== EXTRACTED ENTRIES ==

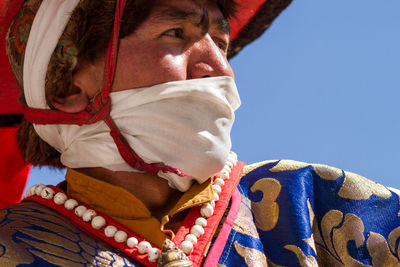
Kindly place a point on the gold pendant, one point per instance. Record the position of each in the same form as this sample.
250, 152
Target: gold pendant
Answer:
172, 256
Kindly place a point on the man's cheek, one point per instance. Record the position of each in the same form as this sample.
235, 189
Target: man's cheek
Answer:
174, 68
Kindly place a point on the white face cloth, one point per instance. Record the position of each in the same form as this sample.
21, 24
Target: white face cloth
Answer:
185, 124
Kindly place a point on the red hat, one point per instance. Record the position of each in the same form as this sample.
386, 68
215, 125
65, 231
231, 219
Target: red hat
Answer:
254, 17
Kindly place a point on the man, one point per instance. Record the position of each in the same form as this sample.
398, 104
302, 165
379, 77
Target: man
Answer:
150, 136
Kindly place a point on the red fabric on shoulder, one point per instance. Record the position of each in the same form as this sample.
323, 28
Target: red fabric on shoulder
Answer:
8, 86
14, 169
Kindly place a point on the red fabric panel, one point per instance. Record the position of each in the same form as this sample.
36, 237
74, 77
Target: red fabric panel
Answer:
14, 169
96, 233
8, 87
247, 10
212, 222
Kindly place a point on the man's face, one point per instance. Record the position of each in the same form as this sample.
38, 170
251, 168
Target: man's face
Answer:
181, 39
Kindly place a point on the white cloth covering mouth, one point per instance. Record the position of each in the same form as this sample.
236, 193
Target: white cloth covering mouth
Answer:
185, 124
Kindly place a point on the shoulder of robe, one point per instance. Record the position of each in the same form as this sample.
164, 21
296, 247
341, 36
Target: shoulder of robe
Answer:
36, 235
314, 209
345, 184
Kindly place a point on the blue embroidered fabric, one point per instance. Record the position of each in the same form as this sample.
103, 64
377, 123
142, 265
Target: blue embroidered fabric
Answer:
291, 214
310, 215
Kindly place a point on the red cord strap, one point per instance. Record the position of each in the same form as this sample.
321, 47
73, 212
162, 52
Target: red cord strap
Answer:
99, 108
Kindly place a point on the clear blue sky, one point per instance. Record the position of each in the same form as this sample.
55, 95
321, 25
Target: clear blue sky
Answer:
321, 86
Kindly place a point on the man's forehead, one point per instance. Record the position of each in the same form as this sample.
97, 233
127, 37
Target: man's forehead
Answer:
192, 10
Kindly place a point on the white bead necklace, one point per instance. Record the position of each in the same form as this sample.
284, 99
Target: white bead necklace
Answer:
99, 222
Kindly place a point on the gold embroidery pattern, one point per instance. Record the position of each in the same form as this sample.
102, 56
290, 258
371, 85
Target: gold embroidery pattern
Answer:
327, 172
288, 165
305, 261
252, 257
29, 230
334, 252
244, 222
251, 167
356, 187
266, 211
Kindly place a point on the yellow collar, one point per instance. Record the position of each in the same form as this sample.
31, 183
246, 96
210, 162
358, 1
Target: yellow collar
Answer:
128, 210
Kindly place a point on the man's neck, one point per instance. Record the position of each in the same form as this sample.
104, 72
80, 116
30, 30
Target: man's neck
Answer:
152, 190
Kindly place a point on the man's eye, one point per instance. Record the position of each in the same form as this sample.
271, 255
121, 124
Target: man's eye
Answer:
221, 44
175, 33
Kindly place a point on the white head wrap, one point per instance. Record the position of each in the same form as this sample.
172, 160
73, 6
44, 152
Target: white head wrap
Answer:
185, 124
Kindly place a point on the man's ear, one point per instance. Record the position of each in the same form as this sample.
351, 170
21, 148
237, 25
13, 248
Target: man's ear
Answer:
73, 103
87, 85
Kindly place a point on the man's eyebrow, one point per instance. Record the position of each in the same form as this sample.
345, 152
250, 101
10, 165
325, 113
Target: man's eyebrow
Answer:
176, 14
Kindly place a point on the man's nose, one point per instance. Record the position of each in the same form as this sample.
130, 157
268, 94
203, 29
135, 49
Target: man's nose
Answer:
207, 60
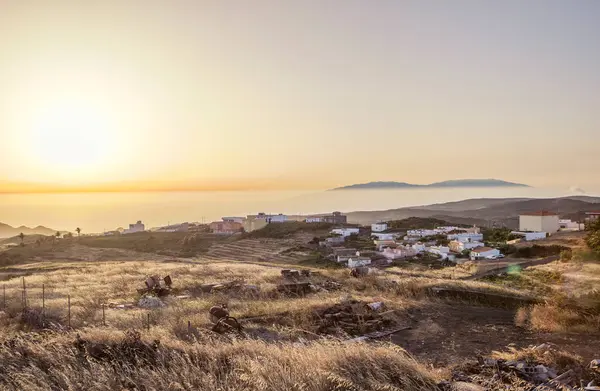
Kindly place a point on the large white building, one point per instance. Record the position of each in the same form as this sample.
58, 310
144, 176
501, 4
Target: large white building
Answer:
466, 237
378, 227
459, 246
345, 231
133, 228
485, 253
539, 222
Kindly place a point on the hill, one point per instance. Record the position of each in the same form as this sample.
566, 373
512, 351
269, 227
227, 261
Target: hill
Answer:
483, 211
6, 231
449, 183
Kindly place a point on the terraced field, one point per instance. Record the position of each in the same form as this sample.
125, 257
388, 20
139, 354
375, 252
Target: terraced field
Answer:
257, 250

===
== EXTRACTED ENTRIES ==

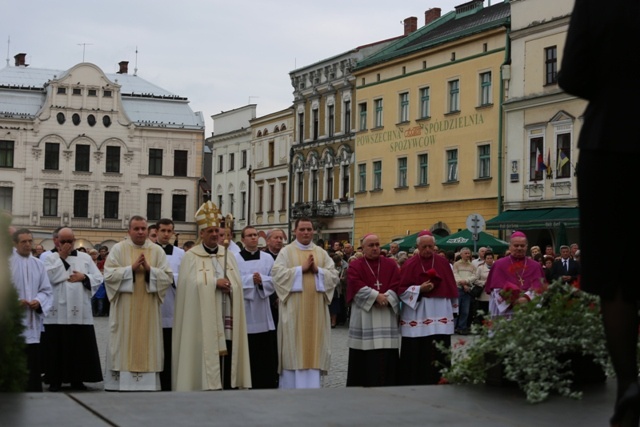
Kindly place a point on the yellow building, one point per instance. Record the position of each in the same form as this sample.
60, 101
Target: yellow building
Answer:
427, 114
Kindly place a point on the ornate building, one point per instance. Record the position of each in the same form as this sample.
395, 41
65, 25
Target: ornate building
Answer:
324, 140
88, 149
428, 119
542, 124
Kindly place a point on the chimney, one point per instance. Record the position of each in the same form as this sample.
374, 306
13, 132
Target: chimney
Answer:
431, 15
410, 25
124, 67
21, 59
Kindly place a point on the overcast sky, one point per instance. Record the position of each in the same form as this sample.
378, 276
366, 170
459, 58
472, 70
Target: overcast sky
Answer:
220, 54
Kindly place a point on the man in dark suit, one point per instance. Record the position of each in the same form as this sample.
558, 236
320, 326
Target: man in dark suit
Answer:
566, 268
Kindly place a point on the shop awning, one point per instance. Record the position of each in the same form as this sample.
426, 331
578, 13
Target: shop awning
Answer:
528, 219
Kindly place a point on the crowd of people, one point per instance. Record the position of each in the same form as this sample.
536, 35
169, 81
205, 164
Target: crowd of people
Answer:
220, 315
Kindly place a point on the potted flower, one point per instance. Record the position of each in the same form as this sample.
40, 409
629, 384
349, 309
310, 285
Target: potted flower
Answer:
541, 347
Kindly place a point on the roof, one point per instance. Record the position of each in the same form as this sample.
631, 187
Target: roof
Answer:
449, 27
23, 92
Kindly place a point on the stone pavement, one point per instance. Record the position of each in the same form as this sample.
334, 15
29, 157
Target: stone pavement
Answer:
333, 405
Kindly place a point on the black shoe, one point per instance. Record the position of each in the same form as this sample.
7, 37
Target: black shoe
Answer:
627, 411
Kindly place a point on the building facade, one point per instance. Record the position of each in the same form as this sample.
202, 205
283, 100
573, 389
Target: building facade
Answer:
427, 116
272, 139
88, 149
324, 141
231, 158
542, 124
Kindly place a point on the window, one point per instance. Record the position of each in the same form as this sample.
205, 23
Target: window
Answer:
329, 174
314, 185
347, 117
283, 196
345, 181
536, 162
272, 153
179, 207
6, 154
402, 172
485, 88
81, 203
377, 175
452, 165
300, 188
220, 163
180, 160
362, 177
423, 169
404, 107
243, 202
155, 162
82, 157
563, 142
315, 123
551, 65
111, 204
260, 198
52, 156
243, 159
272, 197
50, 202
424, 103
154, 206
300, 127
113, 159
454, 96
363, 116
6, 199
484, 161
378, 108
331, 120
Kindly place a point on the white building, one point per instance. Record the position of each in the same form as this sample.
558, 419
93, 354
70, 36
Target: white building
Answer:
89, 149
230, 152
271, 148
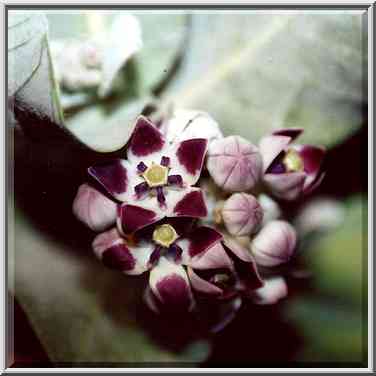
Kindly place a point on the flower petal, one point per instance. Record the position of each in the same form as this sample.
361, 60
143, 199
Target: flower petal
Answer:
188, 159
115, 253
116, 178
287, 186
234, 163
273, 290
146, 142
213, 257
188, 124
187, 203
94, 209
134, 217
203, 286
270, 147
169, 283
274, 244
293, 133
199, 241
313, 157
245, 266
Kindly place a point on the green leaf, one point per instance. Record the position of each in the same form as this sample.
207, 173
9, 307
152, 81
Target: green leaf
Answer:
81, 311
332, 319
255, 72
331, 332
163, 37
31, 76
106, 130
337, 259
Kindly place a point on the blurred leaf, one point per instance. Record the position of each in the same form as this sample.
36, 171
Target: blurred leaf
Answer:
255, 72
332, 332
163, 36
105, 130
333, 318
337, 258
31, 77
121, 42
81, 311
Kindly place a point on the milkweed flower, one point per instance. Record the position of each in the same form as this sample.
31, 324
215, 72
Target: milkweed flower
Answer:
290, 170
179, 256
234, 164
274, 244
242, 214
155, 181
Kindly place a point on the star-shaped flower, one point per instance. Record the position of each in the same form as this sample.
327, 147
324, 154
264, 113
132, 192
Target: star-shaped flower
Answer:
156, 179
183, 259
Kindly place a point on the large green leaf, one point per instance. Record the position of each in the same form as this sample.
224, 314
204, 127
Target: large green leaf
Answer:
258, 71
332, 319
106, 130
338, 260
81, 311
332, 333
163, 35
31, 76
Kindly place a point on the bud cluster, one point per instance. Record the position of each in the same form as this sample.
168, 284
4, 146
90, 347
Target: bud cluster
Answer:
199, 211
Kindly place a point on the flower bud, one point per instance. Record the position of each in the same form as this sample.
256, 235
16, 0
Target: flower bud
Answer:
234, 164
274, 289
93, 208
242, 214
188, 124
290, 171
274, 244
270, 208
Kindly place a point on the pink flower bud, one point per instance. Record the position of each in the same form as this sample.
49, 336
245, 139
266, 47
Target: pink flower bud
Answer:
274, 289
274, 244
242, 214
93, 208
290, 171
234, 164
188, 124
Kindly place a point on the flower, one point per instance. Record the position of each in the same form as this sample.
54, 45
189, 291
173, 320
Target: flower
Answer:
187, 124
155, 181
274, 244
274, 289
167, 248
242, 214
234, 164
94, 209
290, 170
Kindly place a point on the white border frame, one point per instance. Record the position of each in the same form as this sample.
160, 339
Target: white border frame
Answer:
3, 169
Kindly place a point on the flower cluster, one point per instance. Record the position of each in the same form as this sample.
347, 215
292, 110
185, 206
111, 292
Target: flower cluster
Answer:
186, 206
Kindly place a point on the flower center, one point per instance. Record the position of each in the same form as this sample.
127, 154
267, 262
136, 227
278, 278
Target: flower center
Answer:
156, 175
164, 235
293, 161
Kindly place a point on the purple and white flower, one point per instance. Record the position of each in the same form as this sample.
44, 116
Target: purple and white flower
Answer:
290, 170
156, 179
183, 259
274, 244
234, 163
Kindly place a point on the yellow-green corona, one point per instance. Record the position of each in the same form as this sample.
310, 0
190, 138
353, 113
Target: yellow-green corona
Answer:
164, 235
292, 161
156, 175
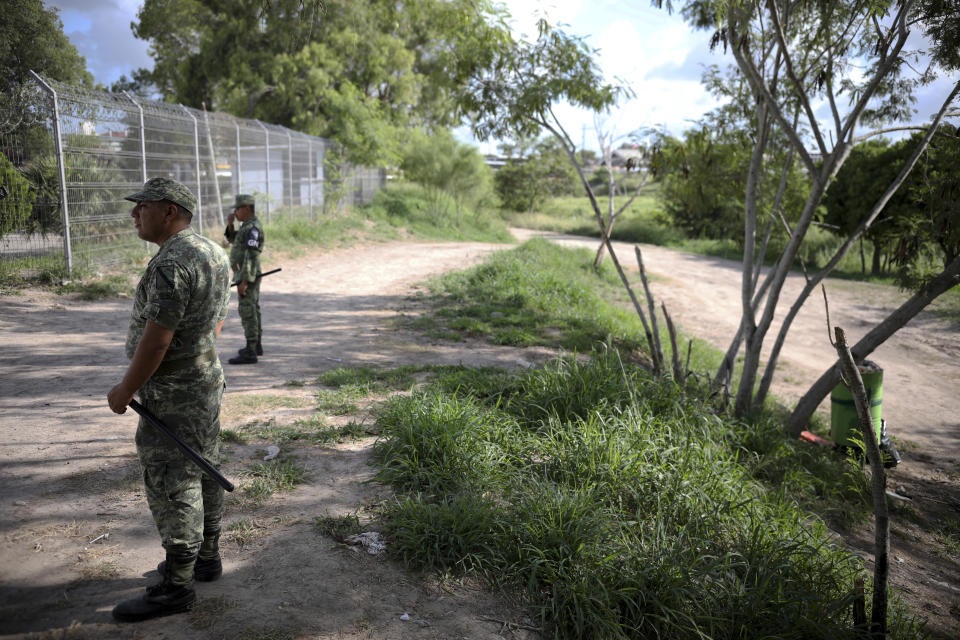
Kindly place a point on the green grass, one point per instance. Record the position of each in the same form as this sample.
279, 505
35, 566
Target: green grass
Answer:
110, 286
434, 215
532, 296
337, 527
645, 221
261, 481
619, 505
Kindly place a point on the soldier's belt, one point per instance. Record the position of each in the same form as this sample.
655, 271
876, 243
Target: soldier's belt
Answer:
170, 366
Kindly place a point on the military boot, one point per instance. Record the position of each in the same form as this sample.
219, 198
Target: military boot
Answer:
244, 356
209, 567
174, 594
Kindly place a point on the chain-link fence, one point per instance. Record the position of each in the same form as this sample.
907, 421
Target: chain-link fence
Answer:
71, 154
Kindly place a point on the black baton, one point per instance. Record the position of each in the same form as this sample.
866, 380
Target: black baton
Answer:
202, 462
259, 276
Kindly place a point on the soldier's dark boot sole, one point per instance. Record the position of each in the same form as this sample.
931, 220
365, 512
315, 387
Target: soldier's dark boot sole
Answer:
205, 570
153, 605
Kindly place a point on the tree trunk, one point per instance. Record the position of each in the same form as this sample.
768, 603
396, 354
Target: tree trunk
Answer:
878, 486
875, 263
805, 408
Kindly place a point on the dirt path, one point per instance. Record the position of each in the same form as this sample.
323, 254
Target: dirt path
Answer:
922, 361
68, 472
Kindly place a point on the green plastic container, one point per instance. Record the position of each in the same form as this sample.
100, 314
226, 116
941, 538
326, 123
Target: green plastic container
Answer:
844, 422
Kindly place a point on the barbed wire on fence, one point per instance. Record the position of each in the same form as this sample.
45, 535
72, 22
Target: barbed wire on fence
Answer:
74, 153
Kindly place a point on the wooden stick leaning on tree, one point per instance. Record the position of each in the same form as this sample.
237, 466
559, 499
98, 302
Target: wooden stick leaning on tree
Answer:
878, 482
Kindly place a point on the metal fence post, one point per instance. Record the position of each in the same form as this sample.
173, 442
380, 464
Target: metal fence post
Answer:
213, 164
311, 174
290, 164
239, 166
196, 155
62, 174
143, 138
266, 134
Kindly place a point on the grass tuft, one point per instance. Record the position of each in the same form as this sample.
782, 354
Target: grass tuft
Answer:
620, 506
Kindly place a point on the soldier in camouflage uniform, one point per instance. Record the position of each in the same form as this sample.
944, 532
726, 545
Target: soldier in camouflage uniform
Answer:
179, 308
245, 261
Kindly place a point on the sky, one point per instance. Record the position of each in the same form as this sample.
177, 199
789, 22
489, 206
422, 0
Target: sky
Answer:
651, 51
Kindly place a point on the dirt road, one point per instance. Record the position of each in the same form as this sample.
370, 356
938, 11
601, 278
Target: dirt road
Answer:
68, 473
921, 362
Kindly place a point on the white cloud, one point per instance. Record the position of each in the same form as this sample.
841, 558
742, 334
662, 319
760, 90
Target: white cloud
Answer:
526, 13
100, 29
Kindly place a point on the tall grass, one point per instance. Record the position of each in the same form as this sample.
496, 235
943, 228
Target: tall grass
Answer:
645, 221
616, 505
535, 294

===
== EXTRACTED ENTRIES ==

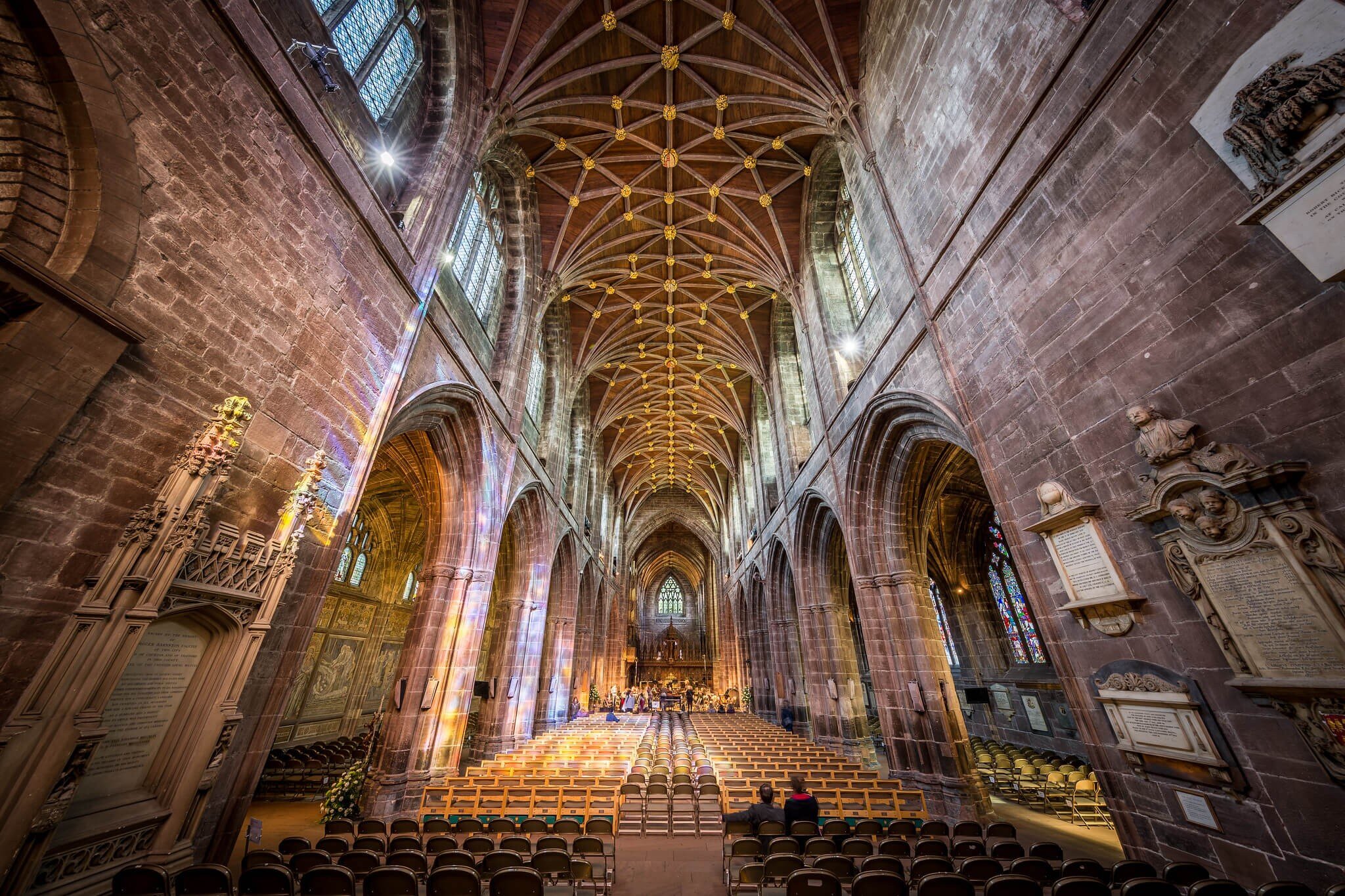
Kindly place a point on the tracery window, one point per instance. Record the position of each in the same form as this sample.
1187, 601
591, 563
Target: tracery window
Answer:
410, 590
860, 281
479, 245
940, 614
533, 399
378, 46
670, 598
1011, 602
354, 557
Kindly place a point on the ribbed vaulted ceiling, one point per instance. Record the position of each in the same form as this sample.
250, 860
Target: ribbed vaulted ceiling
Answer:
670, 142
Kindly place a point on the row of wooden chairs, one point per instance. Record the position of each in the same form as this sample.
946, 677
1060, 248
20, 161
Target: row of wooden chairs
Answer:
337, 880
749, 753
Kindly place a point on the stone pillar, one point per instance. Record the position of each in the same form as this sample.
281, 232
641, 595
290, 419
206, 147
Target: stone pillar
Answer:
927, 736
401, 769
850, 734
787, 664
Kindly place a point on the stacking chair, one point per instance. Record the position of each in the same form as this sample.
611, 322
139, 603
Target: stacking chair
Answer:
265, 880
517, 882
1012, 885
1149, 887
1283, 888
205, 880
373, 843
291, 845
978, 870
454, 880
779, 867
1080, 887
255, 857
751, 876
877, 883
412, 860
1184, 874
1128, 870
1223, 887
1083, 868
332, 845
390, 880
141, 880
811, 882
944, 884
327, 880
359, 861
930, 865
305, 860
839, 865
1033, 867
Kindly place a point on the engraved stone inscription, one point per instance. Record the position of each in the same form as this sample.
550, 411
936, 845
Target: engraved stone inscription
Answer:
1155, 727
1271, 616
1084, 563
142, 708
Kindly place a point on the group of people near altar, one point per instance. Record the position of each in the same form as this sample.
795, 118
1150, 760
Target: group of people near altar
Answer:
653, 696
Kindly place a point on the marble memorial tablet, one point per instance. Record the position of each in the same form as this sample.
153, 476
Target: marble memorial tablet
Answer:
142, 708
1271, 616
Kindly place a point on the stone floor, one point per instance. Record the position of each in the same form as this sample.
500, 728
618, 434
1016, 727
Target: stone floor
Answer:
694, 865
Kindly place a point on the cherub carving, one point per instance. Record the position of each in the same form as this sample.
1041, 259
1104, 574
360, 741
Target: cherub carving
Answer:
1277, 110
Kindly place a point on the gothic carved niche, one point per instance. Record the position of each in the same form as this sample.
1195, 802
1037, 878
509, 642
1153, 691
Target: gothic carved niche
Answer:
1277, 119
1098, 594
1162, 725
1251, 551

===

- [BRIEF]:
Show every line of the records above that contains the word "frame".

- [THE REPLY]:
Kindly place a point on the white border frame, one point per instance. Record the position of each in the same form as this sample.
Target: white border frame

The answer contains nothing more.